[Start of THE RECORDS]
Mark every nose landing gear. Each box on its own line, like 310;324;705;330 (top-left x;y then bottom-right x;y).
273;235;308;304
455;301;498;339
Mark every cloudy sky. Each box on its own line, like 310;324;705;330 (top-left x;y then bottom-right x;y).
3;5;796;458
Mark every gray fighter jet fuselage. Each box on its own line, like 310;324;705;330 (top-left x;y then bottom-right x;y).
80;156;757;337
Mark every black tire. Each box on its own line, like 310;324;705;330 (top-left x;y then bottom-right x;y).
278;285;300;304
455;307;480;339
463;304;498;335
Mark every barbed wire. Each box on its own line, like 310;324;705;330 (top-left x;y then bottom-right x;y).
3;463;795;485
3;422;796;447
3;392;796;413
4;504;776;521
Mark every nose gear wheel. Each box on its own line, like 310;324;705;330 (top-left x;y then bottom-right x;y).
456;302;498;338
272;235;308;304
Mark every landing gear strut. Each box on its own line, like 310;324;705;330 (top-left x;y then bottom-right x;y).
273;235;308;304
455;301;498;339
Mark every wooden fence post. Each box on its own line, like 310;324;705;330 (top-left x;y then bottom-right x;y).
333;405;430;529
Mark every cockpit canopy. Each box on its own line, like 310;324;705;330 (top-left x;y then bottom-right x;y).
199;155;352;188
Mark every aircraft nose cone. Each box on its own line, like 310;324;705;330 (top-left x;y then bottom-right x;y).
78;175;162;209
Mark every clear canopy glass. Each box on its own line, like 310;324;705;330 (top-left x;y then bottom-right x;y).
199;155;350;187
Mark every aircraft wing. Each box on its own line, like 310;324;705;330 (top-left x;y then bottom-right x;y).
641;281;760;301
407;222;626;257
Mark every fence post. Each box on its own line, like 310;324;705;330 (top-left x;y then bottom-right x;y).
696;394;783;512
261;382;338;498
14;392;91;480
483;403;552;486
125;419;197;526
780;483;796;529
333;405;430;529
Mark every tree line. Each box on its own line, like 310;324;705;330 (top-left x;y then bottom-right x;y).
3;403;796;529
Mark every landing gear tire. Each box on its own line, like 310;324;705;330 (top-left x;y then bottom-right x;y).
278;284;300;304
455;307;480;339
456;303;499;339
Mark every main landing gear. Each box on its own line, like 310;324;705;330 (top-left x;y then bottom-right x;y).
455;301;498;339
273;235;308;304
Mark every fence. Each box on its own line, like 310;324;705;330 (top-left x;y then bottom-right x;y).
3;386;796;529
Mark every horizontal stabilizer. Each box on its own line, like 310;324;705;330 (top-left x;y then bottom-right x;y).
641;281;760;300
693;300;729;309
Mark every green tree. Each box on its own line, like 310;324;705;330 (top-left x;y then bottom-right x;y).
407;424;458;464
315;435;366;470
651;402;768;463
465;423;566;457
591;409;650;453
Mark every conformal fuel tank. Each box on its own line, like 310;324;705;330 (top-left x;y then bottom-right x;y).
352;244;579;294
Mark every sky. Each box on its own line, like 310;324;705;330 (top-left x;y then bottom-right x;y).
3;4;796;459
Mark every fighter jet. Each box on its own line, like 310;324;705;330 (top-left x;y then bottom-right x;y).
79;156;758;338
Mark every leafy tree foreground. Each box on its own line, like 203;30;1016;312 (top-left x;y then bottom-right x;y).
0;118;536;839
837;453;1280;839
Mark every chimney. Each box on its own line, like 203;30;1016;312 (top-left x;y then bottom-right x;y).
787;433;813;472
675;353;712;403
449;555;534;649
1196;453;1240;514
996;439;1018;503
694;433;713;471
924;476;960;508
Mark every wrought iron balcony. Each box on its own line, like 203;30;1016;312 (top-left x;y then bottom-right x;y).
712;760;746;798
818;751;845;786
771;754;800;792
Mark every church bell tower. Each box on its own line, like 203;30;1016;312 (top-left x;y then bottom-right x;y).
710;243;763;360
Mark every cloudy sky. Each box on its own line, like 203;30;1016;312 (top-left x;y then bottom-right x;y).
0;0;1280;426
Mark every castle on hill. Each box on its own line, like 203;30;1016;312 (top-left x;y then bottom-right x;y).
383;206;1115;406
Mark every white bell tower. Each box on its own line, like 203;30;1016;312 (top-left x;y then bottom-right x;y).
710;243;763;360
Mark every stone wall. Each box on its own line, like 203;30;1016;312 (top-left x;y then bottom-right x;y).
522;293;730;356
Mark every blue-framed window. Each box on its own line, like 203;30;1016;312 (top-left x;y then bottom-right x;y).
[End of THE RECORDS]
#### WORK TO BE COMPLETED
Reproduce all of the data above, substituting "upper-left" for every occurrence of "top-left" and changing nothing else.

#### SOLUTION BELOW
Mark every nose landing gear. Each box on its own line, like 310;324;705;330 (upper-left x;y then bottom-right x;y).
273;235;308;304
455;301;498;339
Mark every cloudy sky. Each box on its own line, like 310;324;705;330 (upper-left x;y then bottom-right x;y).
3;5;796;458
Mark every gray fighter jet fuselage. Each box on its own line, like 310;324;705;330 (upper-left x;y then bottom-right x;y).
80;156;757;337
Mark every black tire. Each box on its own line, like 310;324;705;330 (upper-left x;y then bottom-right x;y).
278;285;300;304
455;307;480;339
463;304;498;335
Mark every barbed wire. Each box on its own line, like 310;324;705;330 (upper-left x;y then bottom-right x;y).
3;463;795;485
3;422;796;447
3;392;796;413
4;504;776;521
Mark every nose gear wheel. Each box on its own line, like 310;324;705;330 (upper-left x;y then bottom-right x;y).
456;302;498;338
272;235;308;304
Mark every landing gear strut. Each box on its own line, like 310;324;705;330 (upper-left x;y then bottom-right x;y).
273;235;308;304
455;301;498;339
Mark every wooden fence post. Each box on its own line, like 310;324;705;330 (upper-left x;y then bottom-right x;y).
333;405;430;529
Mark every cockpit canopy. Each box on its own line, like 310;324;705;330 (upper-left x;y then bottom-right x;y).
199;155;352;188
Mark every aircraft nose cone. Each box on its own line, like 310;324;705;330 (upper-left x;y then bottom-right x;y).
78;175;162;209
Mark every clear canopy glass. Each box on its own line, like 310;324;705;330 (upper-left x;y then bottom-right x;y).
199;155;350;187
Mark every aircraft wing. Each box on its own line, like 310;324;705;330 (upper-left x;y then bottom-right x;y).
641;281;760;301
407;222;626;257
Mark every fence post. Each box on its own line, like 310;324;705;330 (upper-left x;y then bottom-right x;y).
696;394;783;512
261;382;338;498
14;392;91;480
483;403;552;486
125;419;197;526
780;483;796;529
333;405;430;529
Mark every tree line. Each box on its own line, like 310;324;705;330 (upper-left x;y then bottom-right x;y).
3;403;796;529
Mark every landing gear tire. Each box on its own line, like 310;324;705;330 (upper-left x;y then bottom-right x;y).
278;284;300;304
455;307;480;339
456;303;499;339
Mark every main landing gear. Each box on its own line, like 310;324;705;330 (upper-left x;y then bottom-right x;y).
455;301;498;339
273;235;308;304
Mark every fence. Each box on its own line, like 310;324;705;330 (upper-left x;y then bottom-right x;y).
3;386;796;529
Mark every horizontal stabilizer. Each box on its own line, like 310;324;705;330 (upper-left x;y then bottom-right x;y).
641;281;760;300
693;300;729;309
Mark every green tree. Each box on its own line, like 310;324;705;330 (upper-left x;y then bottom-right x;y).
407;424;458;464
315;435;366;470
651;402;768;463
465;423;566;457
591;409;650;453
Mark every conformal fuel tank. Each box on its own line, like 310;324;705;330 (upper-left x;y then bottom-right x;y).
352;244;579;294
Mark every sky. Each box on its own line, like 310;324;705;330 (upper-left x;y then bottom-right x;y).
3;4;796;459
Mark every fighter jet. Each box on its own line, like 310;324;705;330 (upper-left x;y then bottom-right x;y).
79;156;758;338
Mark every leafy tree foreground. Each box on its own line, like 203;30;1016;312 (upper-left x;y then bottom-right x;y).
0;118;536;839
837;453;1280;839
Mark every chimney. Each box on its own line, like 203;30;1016;312 (upper-left x;y then bottom-right x;y).
787;433;813;472
675;353;712;403
449;555;534;649
1196;453;1240;514
996;439;1018;503
694;433;713;471
924;476;960;508
Mark every wrought iron balcony. Each box on its own line, like 203;30;1016;312 (upper-left x;y then bottom-right x;y).
712;760;746;798
818;751;845;786
771;754;800;792
Mark every church bell tower. Each box on its own line, like 203;30;1016;312 (upper-left x;y then bottom-right x;y).
710;243;763;360
Mark every cloudy sky. Each box on its own line, like 203;30;1016;312 (upper-left x;y then bottom-right x;y).
0;0;1280;426
Mark every castle on hill. Each box on its own line, like 203;30;1016;312 (upper-left x;y then bottom-right x;y).
383;206;1115;406
Mark every white bell tower. Each box on its own line, like 203;30;1016;312 (upper-left x;y then bottom-right x;y).
710;243;763;360
Mark every stone wall. Each box on its own line, like 203;30;1016;312 (upper-left x;y then bottom-right x;y).
522;293;730;356
Mark every blue-framed window. Each box on its own line, like 203;30;1016;312 (upper-left x;y then bottom-right x;y).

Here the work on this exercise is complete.